● Document segment
"""

03-01-2017

Marchi, one year in 16 Oscars

Emotion after emotion, from Bottura at number 1 in the world to the roast chicken at Bros, to Cracco’s snails

A souvenir photo of Massimo Bottura on the evening

A souvenir photo of Massimo Bottura on the evening of Monday 13th June in New York, the first Italian ever to win the World's 50 Best Restaurants. Photo from AFP

2016 has just ended, a year I go through once more in sixteen steps, so as to find new energy to face the new year, and with me all those involved in Identità Golose as well as in East Lombardy, the European Gastronomic Region for 2017. All this with a very personal wish: that I may find the time to write a book on the female chefs I appreciate (and have appreciated) the most. I already have a title. It’s everything else that’s missing.

"""

In the year-in-review article, which region holds the title of European Gastronomic Region for 2017? The material that comes next isn't needed here.

● Information shown
"""

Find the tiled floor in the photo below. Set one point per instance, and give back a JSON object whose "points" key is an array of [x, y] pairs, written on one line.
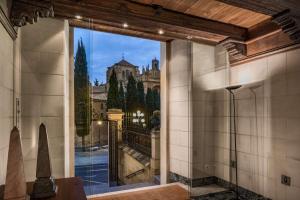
{"points": [[228, 195], [172, 192]]}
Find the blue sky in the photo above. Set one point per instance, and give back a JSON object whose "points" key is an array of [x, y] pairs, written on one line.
{"points": [[105, 49]]}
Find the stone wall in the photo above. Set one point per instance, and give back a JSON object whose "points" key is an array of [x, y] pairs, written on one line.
{"points": [[45, 70], [7, 70]]}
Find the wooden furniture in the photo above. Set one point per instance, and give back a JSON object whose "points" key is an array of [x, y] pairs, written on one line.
{"points": [[67, 189], [172, 192]]}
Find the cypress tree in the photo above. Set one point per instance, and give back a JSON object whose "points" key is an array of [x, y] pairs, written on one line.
{"points": [[113, 93], [140, 95], [96, 82], [81, 94], [122, 97], [131, 95], [156, 98], [149, 101]]}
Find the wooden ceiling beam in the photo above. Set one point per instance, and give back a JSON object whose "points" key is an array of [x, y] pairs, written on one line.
{"points": [[117, 30], [147, 16], [285, 13], [267, 7]]}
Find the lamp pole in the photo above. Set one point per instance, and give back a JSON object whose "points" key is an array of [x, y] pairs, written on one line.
{"points": [[99, 122]]}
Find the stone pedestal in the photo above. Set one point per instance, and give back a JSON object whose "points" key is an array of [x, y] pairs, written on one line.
{"points": [[15, 184], [44, 186]]}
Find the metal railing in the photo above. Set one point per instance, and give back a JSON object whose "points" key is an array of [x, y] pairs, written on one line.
{"points": [[135, 173], [140, 142]]}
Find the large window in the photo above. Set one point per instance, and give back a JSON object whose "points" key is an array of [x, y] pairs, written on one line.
{"points": [[109, 75]]}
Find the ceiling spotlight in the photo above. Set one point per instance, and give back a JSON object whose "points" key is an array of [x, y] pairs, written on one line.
{"points": [[189, 37], [78, 17], [160, 32]]}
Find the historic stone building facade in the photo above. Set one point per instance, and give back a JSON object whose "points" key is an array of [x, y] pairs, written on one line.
{"points": [[123, 70], [149, 76]]}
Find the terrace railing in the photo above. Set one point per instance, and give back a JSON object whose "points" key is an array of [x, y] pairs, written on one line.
{"points": [[137, 135]]}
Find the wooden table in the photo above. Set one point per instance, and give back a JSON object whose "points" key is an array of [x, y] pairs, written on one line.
{"points": [[68, 189]]}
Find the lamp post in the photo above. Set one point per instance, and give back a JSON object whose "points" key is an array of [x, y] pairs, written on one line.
{"points": [[99, 123], [139, 118]]}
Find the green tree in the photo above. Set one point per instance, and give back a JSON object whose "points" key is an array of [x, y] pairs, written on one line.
{"points": [[140, 95], [96, 82], [122, 97], [81, 93], [149, 101], [113, 93], [156, 98], [131, 94]]}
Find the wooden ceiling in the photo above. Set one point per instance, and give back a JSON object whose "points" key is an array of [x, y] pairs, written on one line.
{"points": [[244, 27], [212, 9]]}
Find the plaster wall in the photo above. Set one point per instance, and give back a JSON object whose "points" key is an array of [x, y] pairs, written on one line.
{"points": [[267, 122], [179, 107]]}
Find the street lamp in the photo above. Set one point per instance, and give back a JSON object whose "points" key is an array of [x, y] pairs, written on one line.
{"points": [[139, 118], [99, 123]]}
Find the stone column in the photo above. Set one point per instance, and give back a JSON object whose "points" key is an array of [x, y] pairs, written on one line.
{"points": [[116, 115], [155, 152]]}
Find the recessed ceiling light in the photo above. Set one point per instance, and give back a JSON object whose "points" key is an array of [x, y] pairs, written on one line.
{"points": [[189, 37], [160, 32], [78, 17]]}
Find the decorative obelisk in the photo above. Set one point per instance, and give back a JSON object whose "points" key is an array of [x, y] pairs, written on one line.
{"points": [[44, 185], [15, 184]]}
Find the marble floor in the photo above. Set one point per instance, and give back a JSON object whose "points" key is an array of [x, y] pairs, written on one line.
{"points": [[228, 195]]}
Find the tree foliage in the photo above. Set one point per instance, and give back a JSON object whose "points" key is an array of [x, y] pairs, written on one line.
{"points": [[149, 101], [131, 95], [96, 82], [156, 99], [122, 97], [113, 92], [81, 93]]}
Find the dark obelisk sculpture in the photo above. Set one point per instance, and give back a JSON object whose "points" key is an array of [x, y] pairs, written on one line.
{"points": [[44, 186], [15, 185]]}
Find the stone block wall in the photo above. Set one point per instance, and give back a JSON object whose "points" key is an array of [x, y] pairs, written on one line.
{"points": [[44, 91]]}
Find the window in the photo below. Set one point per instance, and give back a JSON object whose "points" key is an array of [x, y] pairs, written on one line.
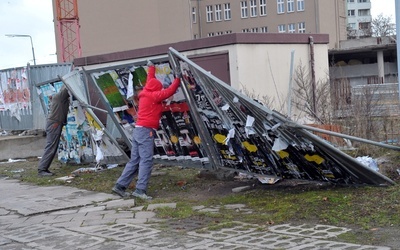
{"points": [[227, 11], [194, 16], [364, 26], [209, 13], [243, 9], [290, 5], [365, 12], [281, 28], [301, 27], [281, 6], [352, 26], [253, 8], [254, 30], [300, 5], [263, 7], [263, 29], [218, 12], [291, 28]]}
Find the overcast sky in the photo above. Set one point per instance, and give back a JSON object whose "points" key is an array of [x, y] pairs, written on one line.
{"points": [[35, 18]]}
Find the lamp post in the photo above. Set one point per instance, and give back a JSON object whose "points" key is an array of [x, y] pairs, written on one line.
{"points": [[33, 50]]}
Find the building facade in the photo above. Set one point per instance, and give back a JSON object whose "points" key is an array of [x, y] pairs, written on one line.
{"points": [[359, 18], [111, 26], [217, 17]]}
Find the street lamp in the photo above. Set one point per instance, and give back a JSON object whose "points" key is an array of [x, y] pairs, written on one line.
{"points": [[33, 50]]}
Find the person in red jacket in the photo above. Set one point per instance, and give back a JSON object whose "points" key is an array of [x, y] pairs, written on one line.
{"points": [[148, 120]]}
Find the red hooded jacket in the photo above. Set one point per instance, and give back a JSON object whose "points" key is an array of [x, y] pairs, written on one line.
{"points": [[151, 98]]}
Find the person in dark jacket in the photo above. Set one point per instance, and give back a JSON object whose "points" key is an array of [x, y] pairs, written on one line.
{"points": [[148, 120], [56, 119]]}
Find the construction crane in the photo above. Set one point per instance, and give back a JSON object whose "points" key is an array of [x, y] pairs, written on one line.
{"points": [[68, 29]]}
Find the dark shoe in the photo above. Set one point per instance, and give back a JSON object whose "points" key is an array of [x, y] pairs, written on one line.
{"points": [[120, 192], [45, 173]]}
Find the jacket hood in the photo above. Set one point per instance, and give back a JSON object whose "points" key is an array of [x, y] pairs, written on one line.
{"points": [[153, 85]]}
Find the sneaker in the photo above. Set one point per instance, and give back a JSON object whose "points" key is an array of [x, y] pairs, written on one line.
{"points": [[142, 196], [45, 173], [120, 192]]}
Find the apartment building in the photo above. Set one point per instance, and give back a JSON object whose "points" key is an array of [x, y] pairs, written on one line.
{"points": [[217, 17], [111, 26], [359, 18]]}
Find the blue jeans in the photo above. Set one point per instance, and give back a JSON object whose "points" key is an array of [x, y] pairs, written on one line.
{"points": [[141, 160]]}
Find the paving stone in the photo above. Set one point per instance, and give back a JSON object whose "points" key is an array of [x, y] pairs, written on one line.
{"points": [[119, 215], [328, 245], [241, 189], [116, 245], [223, 245], [88, 209], [152, 207], [65, 211], [144, 215], [121, 203], [166, 241], [266, 240], [132, 221], [313, 231], [235, 206], [225, 233], [120, 232], [4, 212], [4, 241], [198, 207], [96, 222]]}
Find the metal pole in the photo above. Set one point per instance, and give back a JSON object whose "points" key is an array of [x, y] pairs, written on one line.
{"points": [[33, 50], [290, 86], [295, 125], [397, 7]]}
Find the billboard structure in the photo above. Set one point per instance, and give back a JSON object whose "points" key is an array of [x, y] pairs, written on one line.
{"points": [[213, 125]]}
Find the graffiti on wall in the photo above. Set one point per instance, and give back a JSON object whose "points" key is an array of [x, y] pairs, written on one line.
{"points": [[14, 91]]}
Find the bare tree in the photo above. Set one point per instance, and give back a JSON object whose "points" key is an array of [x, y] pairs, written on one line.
{"points": [[383, 26], [304, 95]]}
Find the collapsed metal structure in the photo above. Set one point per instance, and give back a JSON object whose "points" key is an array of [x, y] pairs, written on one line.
{"points": [[209, 121]]}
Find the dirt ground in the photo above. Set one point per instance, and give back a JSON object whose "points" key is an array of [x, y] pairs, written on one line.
{"points": [[210, 185]]}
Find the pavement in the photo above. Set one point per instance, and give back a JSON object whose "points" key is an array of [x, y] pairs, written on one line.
{"points": [[61, 217]]}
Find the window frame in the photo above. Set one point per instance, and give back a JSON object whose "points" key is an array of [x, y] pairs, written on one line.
{"points": [[290, 6], [227, 11], [253, 8], [301, 27], [218, 12], [209, 14], [244, 12], [263, 7], [280, 6], [280, 26], [300, 5]]}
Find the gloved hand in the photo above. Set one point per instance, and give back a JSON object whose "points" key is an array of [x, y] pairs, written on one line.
{"points": [[178, 73], [150, 63]]}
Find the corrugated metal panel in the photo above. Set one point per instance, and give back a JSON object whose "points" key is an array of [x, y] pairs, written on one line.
{"points": [[41, 74], [20, 107]]}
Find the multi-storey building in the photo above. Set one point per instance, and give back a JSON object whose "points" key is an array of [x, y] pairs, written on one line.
{"points": [[112, 26], [359, 18], [217, 17]]}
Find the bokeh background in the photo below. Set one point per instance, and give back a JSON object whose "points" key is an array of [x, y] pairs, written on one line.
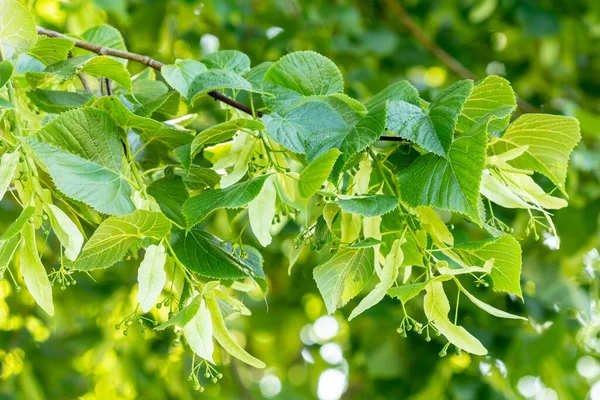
{"points": [[548, 49]]}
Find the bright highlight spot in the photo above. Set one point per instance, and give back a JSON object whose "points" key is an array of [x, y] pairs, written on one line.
{"points": [[325, 328], [332, 384], [270, 386]]}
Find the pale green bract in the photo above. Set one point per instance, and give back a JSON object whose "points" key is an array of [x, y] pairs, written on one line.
{"points": [[436, 308], [151, 276], [33, 271]]}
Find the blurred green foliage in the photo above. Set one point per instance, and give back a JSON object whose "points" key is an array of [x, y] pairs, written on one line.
{"points": [[548, 49]]}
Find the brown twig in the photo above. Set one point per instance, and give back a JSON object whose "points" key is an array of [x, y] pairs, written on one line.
{"points": [[424, 40]]}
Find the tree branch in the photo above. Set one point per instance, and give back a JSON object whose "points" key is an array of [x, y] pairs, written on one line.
{"points": [[452, 63]]}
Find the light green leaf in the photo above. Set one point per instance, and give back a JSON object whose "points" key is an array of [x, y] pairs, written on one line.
{"points": [[343, 276], [212, 258], [368, 205], [8, 167], [223, 336], [303, 73], [198, 207], [125, 118], [113, 238], [399, 91], [434, 225], [449, 184], [51, 50], [170, 194], [315, 173], [8, 249], [261, 212], [506, 252], [405, 293], [82, 151], [436, 308], [33, 271], [66, 231], [223, 132], [302, 124], [231, 60], [17, 28], [434, 131], [184, 316], [17, 225], [214, 79], [58, 101], [109, 68], [199, 332], [387, 277], [550, 140], [181, 74], [6, 70], [490, 94], [486, 307], [151, 276], [106, 36]]}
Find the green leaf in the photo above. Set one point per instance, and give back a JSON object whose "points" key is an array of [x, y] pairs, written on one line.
{"points": [[387, 277], [261, 212], [182, 317], [490, 94], [82, 151], [8, 166], [123, 117], [198, 333], [223, 336], [406, 293], [486, 307], [212, 258], [6, 70], [151, 276], [231, 60], [506, 252], [215, 79], [109, 68], [51, 50], [303, 73], [448, 184], [349, 141], [65, 230], [4, 104], [343, 276], [17, 28], [7, 250], [181, 75], [315, 173], [15, 228], [113, 238], [198, 207], [58, 101], [550, 140], [170, 194], [106, 36], [436, 308], [302, 124], [223, 132], [434, 132], [368, 205], [399, 91], [33, 271]]}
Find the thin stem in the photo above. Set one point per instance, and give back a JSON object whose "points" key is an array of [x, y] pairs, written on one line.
{"points": [[424, 40]]}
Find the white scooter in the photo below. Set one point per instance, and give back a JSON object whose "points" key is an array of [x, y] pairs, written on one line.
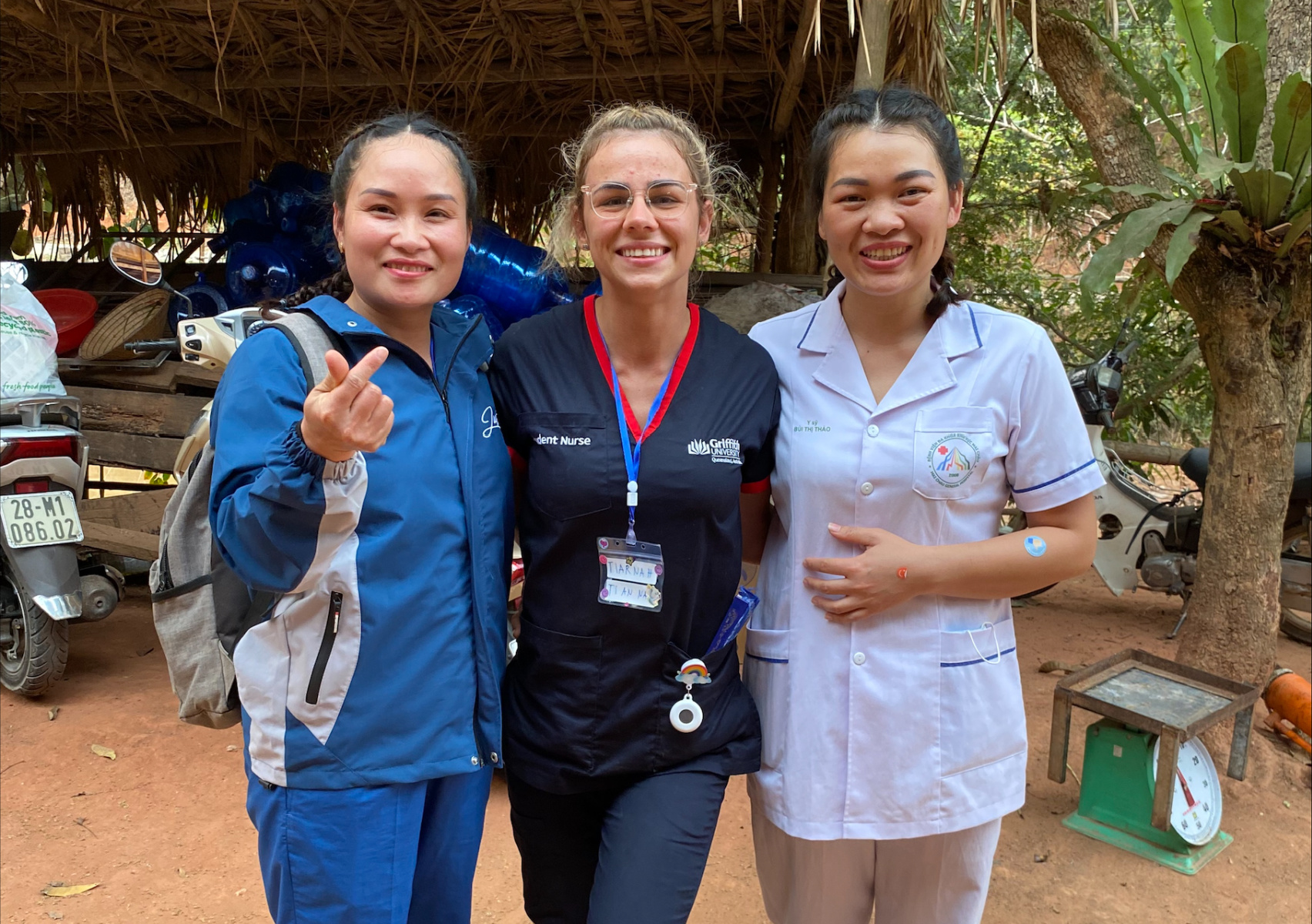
{"points": [[45, 584], [1147, 532]]}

"""

● Written response
East Lombardy